*Provided passage:*
Studio album by John Cale and Bob Neuwirth
- Released: April 26, 1994
- Recorded: Skyline, New York City
- Genre: Art rock
- Length: 68:45
- Label: MCA
- Producers: John Cale, Bob Neuwirth

John Cale chronology
| Wrong Way Up (1990) | Last Day on Earth (1994) | Walking on Locusts (1996) |

Bob Neuwirth chronology
| 99 Monkeys (1990) | Last Day on Earth (1994) | Look Up (1996) |

= Last Day on Earth (album) =

Last Day on Earth is a collaborative album by Welsh rock multi-instrumentalist John Cale, and American singer-songwriter Bob Neuwirth. It was released in 1994 on MCA Records. Recording of the album was completed in February 1994.

Cale later said, "Superficially, I was thinking of it as a kind of Brechtian landscape, and there were also elements of Blade Runner in it. There's a contradiction between all the longing that's going on - the lonesome kind of qualities – and the fact that it's a crowded piece, all the songs are sung by different characters."

Professional ratings
Review scores
| Source | Rating |
| Allmusic | Star |
| Rolling Stone | Star |
| Trouser Press | unfavourable |

==Track listing==
All songs written by John Cale and Bob Neuwirth.

*Dataset entries:*
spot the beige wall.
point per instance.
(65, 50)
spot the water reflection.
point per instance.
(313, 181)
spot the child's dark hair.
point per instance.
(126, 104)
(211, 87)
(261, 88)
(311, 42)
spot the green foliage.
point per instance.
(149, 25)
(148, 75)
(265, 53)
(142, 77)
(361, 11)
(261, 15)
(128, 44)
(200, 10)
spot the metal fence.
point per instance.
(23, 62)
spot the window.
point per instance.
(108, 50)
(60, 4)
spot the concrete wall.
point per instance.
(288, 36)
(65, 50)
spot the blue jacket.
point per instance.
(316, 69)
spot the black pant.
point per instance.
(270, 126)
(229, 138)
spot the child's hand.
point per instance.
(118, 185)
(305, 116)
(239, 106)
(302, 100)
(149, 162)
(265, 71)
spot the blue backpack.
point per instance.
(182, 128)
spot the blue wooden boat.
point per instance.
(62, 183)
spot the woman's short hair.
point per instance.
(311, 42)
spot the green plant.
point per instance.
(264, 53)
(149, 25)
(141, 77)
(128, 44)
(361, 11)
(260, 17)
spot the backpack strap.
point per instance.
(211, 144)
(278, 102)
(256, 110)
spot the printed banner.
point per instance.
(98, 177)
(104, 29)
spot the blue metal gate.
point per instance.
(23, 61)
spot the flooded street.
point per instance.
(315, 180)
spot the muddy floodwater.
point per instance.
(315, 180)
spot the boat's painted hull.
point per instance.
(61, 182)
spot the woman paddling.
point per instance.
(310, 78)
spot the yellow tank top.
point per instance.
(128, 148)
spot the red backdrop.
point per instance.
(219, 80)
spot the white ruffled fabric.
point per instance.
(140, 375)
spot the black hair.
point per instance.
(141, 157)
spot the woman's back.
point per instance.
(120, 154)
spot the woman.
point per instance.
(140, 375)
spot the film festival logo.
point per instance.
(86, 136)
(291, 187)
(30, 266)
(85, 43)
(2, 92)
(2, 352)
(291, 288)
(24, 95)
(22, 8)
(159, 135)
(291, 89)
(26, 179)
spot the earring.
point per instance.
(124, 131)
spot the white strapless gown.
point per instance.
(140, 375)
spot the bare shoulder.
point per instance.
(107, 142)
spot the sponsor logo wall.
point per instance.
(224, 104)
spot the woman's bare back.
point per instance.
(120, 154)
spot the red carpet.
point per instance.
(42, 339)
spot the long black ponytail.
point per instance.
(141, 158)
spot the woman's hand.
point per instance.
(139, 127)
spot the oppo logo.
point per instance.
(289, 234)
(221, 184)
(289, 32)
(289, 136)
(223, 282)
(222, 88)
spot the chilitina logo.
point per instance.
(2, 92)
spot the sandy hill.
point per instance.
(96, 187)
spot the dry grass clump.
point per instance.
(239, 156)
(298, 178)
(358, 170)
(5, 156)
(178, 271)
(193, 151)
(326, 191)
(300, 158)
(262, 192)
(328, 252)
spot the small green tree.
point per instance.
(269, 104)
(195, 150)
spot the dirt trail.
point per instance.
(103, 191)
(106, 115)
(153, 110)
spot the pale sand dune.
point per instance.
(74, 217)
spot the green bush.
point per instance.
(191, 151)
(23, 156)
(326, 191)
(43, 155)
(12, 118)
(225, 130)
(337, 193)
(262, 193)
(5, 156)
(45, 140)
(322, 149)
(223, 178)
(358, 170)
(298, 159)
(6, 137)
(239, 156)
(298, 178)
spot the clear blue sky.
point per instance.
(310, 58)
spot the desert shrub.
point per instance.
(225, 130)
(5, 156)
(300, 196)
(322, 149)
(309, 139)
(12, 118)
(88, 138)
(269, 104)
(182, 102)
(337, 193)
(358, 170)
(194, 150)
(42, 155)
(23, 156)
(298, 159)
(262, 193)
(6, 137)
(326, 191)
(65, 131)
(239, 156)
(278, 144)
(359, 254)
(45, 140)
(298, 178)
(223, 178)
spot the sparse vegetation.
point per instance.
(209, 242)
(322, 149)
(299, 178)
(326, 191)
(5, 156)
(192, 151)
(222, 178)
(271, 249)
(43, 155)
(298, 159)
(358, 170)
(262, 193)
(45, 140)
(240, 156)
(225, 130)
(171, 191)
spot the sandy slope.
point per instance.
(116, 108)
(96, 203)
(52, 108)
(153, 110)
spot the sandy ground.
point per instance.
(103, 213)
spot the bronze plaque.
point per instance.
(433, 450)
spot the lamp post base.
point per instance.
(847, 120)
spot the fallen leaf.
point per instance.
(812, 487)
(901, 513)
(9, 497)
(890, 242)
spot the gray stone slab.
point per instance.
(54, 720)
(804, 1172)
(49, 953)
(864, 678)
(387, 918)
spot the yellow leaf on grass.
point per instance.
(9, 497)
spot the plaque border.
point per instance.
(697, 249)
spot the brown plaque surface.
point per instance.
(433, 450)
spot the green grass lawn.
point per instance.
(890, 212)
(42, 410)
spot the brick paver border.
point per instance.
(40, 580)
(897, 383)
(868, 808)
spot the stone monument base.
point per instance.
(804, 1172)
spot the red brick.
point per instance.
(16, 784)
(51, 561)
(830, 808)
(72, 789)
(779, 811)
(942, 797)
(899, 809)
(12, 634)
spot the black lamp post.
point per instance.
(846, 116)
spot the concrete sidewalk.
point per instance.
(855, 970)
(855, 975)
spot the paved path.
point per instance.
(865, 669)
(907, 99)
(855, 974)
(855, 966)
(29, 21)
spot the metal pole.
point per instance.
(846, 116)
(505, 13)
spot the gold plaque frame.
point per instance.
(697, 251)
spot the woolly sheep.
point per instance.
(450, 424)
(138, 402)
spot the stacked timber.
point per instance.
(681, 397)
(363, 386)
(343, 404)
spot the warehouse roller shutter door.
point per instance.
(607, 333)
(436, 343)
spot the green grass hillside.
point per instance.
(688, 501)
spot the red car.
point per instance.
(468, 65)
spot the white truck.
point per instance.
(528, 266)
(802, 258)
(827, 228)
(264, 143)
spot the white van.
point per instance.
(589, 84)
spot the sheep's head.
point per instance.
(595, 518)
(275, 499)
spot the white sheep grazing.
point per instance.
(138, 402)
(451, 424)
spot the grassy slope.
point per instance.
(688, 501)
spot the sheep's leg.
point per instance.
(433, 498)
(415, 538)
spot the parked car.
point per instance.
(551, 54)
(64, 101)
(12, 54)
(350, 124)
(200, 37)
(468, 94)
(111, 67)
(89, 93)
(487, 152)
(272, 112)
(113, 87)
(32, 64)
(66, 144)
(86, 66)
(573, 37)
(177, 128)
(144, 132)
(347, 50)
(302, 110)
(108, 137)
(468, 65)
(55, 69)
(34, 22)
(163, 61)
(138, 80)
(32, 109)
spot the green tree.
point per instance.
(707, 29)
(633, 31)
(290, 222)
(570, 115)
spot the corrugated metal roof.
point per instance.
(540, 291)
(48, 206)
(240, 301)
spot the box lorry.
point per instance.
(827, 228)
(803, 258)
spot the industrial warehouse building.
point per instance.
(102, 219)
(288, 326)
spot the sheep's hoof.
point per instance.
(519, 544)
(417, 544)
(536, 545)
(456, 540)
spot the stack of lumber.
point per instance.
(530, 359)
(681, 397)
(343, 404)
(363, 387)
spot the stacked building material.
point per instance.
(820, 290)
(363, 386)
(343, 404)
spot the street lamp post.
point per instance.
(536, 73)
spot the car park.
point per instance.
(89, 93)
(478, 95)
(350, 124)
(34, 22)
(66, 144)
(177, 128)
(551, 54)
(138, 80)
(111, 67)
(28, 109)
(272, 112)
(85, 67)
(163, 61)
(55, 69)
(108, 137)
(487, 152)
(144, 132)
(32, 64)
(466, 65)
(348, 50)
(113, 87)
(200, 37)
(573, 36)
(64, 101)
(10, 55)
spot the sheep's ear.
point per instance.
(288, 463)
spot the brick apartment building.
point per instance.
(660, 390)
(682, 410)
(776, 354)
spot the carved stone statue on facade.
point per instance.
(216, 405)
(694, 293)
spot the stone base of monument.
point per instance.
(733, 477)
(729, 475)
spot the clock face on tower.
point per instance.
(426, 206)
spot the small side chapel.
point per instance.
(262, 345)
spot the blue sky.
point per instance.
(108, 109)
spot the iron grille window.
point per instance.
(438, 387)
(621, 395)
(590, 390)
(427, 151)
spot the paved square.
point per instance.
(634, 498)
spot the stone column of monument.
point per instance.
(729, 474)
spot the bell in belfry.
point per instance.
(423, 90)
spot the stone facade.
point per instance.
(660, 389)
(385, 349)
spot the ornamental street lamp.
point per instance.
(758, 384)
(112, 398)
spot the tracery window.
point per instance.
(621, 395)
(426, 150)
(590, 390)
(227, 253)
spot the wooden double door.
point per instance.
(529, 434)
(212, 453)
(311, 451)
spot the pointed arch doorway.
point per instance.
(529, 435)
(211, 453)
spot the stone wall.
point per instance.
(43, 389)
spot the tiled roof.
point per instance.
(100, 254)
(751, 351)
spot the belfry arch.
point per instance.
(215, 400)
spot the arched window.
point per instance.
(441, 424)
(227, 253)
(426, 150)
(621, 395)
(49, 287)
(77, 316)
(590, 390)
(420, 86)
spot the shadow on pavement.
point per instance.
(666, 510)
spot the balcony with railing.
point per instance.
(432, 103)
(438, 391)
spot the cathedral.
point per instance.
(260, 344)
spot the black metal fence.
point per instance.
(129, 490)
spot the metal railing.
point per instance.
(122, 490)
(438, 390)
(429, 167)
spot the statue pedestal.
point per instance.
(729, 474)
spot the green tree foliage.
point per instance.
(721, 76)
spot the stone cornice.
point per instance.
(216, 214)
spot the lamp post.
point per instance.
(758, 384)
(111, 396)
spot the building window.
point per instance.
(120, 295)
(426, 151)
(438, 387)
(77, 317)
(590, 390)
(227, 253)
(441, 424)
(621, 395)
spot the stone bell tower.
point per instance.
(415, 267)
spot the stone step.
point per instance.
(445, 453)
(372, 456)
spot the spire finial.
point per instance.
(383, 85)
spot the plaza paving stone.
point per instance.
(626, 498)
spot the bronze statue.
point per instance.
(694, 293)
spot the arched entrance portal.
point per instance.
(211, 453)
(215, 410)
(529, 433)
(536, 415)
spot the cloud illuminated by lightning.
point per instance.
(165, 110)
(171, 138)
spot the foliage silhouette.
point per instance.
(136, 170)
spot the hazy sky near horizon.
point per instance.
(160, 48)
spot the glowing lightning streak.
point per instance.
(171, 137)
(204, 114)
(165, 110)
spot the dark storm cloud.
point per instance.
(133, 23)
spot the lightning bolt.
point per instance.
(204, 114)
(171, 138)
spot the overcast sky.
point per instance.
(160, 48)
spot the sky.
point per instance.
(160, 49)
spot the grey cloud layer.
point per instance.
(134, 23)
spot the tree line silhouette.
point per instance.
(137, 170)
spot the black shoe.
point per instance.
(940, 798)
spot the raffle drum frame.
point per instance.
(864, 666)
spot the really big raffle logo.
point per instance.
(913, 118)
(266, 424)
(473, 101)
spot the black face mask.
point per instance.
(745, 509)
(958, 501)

*Requirements:*
a. In the text about Last Day on Earth, swap "American" for "Canadian" and write out the stretch from "Bob Neuwirth chronology" through "in February 1994.".
b. Rewrite the rows in the stretch from the line containing "spot the grey cloud layer." through the end of the rows, keeping every line. Multiply each coordinate in the answers by 0.55 and round to whole numbers, with halves rounding up.
The rows are unrelated to the text about Last Day on Earth.

*Expected responses:*
a.
Bob Neuwirth chronology
| 99 Monkeys (1990) | Last Day on Earth (1994) | Look Up (1996) |

= Last Day on Earth (album) =

Last Day on Earth is a collaborative album by Welsh rock multi-instrumentalist John Cale, and Canadian singer-songwriter Bob Neuwirth. It was released in 1994 on MCA Records. Recording of the album was completed in February 1994.

b.
spot the grey cloud layer.
point per instance.
(74, 13)
spot the tree line silhouette.
point per instance.
(75, 94)
spot the black shoe.
point per instance.
(517, 439)
spot the raffle drum frame.
point per instance.
(475, 366)
spot the really big raffle logo.
point per instance.
(502, 65)
(146, 233)
(260, 56)
spot the black face mask.
point per instance.
(410, 280)
(527, 276)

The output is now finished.